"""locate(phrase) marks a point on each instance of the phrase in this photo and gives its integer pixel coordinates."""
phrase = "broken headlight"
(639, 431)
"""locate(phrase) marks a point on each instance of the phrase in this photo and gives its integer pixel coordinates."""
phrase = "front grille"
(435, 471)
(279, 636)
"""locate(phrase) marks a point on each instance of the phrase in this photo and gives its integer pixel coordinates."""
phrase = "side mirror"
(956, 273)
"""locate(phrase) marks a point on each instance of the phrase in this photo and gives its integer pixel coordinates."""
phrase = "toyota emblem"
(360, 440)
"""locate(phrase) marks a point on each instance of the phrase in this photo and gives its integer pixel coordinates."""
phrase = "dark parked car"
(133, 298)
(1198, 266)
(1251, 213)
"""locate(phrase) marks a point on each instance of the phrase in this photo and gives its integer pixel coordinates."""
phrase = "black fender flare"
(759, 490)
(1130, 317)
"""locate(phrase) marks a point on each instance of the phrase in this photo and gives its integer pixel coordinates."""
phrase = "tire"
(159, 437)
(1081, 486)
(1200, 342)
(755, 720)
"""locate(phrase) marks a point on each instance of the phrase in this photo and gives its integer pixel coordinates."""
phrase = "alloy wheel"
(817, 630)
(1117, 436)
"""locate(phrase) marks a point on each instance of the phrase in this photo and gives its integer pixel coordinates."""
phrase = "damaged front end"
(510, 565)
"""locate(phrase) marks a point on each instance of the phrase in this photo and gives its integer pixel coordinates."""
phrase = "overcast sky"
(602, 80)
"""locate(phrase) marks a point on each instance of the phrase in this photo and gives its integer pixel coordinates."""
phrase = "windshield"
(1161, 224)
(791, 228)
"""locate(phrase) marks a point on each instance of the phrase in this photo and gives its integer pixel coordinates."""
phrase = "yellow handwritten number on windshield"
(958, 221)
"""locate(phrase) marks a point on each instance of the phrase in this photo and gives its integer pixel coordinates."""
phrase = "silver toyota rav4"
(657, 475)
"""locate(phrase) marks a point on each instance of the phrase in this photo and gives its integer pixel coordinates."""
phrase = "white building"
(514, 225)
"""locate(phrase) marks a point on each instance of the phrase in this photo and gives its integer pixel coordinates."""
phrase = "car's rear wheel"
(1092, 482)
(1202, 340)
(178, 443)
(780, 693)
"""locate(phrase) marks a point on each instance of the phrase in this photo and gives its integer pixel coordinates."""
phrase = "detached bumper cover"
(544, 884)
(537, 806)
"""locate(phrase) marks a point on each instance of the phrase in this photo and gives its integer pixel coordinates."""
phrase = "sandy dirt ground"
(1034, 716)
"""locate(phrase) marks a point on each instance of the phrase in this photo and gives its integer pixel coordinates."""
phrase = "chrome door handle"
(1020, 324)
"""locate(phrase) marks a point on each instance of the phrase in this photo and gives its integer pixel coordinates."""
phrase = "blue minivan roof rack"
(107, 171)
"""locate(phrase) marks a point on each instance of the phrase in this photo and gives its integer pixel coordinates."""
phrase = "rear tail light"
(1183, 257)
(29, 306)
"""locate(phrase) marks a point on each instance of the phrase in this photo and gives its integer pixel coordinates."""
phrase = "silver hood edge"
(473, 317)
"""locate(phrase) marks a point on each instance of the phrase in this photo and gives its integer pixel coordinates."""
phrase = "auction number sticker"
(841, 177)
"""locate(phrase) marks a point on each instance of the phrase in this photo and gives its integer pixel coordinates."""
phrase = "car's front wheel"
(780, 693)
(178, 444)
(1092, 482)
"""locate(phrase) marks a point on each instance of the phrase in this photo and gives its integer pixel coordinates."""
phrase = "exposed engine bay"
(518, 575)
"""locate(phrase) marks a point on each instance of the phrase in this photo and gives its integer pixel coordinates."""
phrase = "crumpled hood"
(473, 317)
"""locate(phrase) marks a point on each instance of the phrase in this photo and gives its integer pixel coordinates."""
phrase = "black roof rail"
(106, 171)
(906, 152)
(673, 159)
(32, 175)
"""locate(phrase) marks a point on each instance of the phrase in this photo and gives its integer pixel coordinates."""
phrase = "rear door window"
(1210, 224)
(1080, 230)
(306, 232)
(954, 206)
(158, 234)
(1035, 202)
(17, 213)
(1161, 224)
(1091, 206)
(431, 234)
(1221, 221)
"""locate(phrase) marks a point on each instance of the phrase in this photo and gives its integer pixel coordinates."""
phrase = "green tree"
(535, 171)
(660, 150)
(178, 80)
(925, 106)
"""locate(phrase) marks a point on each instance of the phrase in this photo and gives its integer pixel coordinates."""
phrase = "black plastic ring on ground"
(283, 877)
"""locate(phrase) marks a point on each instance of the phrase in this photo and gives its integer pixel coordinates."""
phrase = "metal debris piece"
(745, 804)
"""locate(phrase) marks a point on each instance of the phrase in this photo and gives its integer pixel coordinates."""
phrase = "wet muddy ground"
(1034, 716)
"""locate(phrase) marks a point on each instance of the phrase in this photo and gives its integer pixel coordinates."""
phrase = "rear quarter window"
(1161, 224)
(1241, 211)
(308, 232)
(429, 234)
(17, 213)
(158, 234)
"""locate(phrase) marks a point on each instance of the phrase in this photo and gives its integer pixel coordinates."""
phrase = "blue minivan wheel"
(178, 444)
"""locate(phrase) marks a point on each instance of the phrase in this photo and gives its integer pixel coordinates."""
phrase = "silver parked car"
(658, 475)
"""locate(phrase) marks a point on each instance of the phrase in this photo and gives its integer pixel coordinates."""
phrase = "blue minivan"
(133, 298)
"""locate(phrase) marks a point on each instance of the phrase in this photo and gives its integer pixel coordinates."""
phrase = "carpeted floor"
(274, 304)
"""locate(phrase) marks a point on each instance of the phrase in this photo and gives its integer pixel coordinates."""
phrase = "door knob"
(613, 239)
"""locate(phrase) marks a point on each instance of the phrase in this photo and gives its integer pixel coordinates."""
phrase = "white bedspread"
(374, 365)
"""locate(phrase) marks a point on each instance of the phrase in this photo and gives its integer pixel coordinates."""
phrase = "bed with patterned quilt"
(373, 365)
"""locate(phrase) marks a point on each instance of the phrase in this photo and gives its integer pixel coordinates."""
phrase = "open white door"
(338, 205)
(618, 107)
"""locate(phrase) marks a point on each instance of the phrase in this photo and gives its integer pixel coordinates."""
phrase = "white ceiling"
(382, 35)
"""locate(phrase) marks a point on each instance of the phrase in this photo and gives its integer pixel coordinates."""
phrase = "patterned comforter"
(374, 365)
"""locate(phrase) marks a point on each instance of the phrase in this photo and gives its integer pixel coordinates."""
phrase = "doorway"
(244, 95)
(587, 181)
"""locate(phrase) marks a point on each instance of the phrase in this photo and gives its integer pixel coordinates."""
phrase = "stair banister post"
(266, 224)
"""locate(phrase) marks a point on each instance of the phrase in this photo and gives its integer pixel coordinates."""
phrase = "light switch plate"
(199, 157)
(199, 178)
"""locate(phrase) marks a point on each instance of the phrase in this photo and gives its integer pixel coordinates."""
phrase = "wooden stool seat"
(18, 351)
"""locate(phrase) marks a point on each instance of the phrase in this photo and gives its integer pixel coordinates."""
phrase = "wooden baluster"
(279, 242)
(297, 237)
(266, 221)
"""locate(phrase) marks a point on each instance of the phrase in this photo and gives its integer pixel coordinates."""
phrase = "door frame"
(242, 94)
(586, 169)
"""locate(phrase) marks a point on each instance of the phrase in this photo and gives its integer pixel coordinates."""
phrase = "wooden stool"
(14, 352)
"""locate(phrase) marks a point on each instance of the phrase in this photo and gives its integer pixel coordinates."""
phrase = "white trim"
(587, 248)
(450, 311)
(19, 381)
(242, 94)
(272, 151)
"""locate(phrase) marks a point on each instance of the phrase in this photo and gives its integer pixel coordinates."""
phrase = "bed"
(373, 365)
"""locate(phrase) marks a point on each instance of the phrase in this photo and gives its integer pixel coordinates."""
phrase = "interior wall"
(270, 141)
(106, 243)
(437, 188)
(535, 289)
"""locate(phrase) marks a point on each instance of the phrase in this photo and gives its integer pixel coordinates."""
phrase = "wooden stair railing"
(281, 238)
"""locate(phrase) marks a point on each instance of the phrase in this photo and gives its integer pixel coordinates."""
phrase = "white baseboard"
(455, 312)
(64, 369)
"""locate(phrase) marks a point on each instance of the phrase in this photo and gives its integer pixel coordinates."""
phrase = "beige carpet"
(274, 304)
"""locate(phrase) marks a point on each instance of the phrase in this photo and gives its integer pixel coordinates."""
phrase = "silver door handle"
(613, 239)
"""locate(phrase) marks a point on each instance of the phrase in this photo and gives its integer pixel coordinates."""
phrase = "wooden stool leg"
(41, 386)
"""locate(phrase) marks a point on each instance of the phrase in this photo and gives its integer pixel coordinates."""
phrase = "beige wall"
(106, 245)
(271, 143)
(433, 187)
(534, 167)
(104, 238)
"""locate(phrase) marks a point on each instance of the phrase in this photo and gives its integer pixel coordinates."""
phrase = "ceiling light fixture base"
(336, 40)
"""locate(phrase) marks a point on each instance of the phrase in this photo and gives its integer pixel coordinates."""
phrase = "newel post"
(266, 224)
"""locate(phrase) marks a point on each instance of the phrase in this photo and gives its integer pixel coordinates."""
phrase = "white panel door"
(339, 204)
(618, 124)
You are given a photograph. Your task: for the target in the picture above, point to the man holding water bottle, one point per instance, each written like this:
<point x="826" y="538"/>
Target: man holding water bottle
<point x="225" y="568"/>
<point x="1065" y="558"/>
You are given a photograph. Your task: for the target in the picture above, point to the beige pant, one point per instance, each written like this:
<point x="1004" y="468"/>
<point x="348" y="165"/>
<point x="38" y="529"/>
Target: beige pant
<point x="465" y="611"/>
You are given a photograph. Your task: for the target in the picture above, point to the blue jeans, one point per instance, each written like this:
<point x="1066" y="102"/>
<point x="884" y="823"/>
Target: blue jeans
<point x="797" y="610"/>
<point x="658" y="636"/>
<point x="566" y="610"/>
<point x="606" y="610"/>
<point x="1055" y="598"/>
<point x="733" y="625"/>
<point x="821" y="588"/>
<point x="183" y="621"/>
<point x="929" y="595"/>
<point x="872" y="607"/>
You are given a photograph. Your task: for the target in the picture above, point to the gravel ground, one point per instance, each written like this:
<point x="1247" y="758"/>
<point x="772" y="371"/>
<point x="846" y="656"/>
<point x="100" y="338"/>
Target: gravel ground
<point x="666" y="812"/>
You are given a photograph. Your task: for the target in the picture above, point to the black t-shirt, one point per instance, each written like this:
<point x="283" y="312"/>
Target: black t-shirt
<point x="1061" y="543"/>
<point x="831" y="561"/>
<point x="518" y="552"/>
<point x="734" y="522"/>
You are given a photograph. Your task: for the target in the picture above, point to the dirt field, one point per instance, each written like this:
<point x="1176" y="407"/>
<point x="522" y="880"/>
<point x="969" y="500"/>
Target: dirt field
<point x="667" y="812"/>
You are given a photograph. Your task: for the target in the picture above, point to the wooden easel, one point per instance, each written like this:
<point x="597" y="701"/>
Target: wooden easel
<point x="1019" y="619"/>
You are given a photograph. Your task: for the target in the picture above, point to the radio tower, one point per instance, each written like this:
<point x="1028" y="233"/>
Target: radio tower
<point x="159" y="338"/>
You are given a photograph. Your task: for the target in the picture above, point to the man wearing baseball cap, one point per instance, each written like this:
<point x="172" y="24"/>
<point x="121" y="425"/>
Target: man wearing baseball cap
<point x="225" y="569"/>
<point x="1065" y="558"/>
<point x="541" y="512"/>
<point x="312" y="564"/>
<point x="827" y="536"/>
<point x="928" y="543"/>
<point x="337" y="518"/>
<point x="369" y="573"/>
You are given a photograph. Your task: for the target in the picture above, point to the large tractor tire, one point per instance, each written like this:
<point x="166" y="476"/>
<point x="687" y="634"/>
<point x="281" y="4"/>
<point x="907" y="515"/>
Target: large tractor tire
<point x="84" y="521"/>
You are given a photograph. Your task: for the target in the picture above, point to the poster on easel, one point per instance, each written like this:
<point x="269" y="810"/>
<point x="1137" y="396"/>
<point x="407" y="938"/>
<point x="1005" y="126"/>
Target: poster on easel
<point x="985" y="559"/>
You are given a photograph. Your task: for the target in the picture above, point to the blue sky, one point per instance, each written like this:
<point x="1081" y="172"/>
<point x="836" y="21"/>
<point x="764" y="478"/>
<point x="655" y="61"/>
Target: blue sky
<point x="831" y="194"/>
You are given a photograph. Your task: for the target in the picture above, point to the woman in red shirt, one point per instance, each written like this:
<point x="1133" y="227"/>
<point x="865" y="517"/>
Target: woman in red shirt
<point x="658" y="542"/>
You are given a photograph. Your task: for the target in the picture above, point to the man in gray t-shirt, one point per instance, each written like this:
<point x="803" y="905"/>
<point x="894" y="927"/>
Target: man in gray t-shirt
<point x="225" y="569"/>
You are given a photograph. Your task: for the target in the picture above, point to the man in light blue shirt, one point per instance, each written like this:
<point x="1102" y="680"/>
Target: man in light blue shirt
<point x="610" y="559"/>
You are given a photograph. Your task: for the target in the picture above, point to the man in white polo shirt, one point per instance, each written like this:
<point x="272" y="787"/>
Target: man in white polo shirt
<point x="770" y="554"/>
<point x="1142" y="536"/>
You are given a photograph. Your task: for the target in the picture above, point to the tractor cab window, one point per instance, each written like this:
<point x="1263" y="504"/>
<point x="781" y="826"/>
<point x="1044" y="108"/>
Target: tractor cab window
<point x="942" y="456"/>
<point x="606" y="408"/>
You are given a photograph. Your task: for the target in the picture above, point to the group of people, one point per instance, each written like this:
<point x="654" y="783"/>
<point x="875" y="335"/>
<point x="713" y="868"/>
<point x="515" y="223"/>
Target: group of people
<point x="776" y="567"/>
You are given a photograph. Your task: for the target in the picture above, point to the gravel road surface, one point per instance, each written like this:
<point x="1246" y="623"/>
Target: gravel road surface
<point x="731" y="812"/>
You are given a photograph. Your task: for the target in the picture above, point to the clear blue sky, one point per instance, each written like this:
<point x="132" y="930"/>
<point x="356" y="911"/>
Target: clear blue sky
....
*Prompt:* Quote exactly and only the lines from the one holding "gray t-shirt, one" through the end of the data.

*Answer for this exercise:*
You are given a photograph. Your task: for the target in the picture above, point to the man in gray t-shirt, one point per instance, each written like this:
<point x="803" y="905"/>
<point x="894" y="927"/>
Target: man in gray t-shirt
<point x="225" y="569"/>
You are given a photograph. Your task: for the target in the picture above, point to the man in light blue shirt, one point per instance, each written like this:
<point x="1102" y="680"/>
Target: man in light blue shirt
<point x="610" y="559"/>
You are given a photograph. Your task: for the target in the picture above, point to the man in white polo shirt, one point per instance, each written like this:
<point x="272" y="787"/>
Target: man in white polo shirt
<point x="770" y="554"/>
<point x="1142" y="536"/>
You are given a photograph. Your task: for the target in the picture above, point to the tractor cab window, one point per instance, each written like this:
<point x="1263" y="504"/>
<point x="781" y="826"/>
<point x="1044" y="108"/>
Target: tractor cab window
<point x="942" y="456"/>
<point x="606" y="408"/>
You are given a photograph. Your task: for the target in the picture above, point to the group of people, one point per instance, each written like this:
<point x="654" y="783"/>
<point x="875" y="335"/>
<point x="713" y="868"/>
<point x="515" y="223"/>
Target: group of people
<point x="776" y="567"/>
You are given a photograph. Your task: for the target in the picture above, point to the gravel road surface, one point per instance, each written like this:
<point x="1246" y="623"/>
Target: gravel road surface
<point x="731" y="812"/>
You are given a photograph. Your task: for the target in the picture above, point to the clear blue sky, one point per instance, each written like this:
<point x="132" y="930"/>
<point x="356" y="911"/>
Target: clear blue sky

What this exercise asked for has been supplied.